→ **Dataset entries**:
BEGIN

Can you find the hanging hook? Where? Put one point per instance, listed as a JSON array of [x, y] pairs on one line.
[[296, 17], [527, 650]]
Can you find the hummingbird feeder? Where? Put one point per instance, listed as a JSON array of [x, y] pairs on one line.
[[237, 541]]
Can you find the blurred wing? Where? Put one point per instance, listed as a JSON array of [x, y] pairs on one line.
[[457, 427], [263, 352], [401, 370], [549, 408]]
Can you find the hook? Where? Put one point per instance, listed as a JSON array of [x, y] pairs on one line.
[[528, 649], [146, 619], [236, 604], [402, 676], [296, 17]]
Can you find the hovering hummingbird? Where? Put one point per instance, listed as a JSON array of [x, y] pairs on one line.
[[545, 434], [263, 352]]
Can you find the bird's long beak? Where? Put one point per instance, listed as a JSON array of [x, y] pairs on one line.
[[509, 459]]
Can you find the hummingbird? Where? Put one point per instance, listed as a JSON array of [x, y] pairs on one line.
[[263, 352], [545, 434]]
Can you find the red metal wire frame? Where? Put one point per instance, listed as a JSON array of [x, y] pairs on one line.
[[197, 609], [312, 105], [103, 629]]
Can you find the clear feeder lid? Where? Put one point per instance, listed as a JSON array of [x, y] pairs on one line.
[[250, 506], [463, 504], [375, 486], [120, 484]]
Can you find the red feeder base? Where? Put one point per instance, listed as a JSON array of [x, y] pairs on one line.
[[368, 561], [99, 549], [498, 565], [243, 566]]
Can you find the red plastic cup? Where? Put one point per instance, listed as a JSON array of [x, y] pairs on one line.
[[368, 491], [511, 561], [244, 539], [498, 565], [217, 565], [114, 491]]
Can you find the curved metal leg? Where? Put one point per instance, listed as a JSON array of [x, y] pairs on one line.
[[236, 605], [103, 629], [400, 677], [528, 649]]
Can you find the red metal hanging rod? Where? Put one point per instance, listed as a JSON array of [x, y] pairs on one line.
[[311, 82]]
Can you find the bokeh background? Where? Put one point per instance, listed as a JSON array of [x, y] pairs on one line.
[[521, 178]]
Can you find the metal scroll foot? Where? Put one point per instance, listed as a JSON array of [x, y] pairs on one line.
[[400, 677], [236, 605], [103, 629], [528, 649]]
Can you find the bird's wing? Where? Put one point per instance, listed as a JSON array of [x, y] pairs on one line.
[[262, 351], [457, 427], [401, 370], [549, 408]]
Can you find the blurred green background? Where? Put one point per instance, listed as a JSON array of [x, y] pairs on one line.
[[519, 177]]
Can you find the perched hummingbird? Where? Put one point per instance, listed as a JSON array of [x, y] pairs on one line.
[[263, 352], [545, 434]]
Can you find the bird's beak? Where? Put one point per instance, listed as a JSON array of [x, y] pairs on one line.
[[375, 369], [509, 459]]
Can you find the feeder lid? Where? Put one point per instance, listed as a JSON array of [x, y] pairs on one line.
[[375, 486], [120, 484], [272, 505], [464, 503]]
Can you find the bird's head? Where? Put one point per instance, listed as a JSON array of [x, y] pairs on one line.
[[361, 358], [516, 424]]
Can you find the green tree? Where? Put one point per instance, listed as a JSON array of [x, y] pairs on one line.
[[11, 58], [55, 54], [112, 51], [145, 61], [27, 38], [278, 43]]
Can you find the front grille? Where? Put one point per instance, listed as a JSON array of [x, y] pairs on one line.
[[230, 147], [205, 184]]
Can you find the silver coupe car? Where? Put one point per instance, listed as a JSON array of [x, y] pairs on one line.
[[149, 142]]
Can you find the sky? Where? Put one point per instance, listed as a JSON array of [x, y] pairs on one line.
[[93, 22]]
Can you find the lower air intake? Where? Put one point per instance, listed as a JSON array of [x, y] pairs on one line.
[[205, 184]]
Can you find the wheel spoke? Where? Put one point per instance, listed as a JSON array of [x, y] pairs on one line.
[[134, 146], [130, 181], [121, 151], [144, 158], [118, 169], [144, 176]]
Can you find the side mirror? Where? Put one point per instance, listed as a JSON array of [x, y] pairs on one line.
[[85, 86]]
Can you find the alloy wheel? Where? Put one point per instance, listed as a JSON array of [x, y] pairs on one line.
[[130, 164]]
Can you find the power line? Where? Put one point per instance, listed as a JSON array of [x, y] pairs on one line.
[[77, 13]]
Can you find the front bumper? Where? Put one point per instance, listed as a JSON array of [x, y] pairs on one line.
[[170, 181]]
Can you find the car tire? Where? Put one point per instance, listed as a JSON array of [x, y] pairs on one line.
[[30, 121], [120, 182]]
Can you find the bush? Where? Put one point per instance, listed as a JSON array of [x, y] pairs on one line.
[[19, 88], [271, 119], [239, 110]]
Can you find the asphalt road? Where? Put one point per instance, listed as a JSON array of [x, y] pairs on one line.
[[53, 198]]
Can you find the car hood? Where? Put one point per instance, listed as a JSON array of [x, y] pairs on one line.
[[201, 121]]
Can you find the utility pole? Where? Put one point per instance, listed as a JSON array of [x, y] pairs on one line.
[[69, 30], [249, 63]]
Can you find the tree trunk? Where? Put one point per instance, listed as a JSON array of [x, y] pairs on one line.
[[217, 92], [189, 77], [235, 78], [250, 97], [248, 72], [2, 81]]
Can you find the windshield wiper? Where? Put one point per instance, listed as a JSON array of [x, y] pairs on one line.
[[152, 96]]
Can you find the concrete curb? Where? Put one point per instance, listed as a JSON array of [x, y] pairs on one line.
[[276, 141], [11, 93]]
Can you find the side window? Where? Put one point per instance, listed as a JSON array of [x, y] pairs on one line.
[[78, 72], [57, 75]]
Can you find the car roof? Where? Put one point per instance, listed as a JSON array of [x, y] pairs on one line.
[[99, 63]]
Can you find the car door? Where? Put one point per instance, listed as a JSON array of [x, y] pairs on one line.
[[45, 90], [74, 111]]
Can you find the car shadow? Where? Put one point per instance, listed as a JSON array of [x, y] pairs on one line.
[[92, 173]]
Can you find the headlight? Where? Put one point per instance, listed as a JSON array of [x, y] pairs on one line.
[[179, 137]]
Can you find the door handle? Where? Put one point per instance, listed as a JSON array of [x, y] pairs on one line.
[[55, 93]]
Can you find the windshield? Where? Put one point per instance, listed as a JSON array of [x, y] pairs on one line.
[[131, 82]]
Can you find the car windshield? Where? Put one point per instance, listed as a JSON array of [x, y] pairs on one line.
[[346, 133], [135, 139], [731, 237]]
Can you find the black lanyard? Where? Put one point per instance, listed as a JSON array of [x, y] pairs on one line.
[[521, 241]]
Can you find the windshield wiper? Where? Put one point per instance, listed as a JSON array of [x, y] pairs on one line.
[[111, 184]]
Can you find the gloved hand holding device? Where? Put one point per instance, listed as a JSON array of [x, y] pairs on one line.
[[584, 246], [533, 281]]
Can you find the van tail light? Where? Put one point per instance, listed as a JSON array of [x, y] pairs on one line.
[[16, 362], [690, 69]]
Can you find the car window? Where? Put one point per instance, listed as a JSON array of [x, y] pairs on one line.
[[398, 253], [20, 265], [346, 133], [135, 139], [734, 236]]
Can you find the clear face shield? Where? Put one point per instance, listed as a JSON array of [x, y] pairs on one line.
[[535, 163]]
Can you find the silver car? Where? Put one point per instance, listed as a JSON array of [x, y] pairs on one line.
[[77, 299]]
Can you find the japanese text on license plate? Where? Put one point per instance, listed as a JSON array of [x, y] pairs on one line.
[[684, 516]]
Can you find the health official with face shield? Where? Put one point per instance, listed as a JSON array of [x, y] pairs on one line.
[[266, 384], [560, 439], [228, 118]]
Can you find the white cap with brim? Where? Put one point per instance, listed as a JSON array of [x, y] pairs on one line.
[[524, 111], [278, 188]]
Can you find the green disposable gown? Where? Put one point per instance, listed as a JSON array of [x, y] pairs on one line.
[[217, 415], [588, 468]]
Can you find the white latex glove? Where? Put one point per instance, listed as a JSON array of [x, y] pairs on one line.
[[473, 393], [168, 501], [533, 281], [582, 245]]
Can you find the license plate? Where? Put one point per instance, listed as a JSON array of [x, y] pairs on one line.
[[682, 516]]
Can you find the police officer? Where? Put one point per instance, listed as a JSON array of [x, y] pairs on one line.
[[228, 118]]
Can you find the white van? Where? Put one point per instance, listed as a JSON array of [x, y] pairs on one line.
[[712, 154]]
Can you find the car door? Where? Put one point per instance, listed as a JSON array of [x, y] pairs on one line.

END

→ **PROBLEM STATEMENT**: From the line containing "Can you find the police" to the final line of the data, repeat each line exactly. Include both ends.

→ **EXERCISE RESULT**:
Can you find the police officer? Where? Put one point per instance, listed as a JSON array of [x, y] pairs on one line.
[[228, 118]]
Can you find the white van? Where? Put one point per instance, listed as a JSON array of [x, y] pairs on one line.
[[712, 154]]
Can you find the car door? Where? Put one point per instance, listed as a JSON array of [x, y] pairs on one line.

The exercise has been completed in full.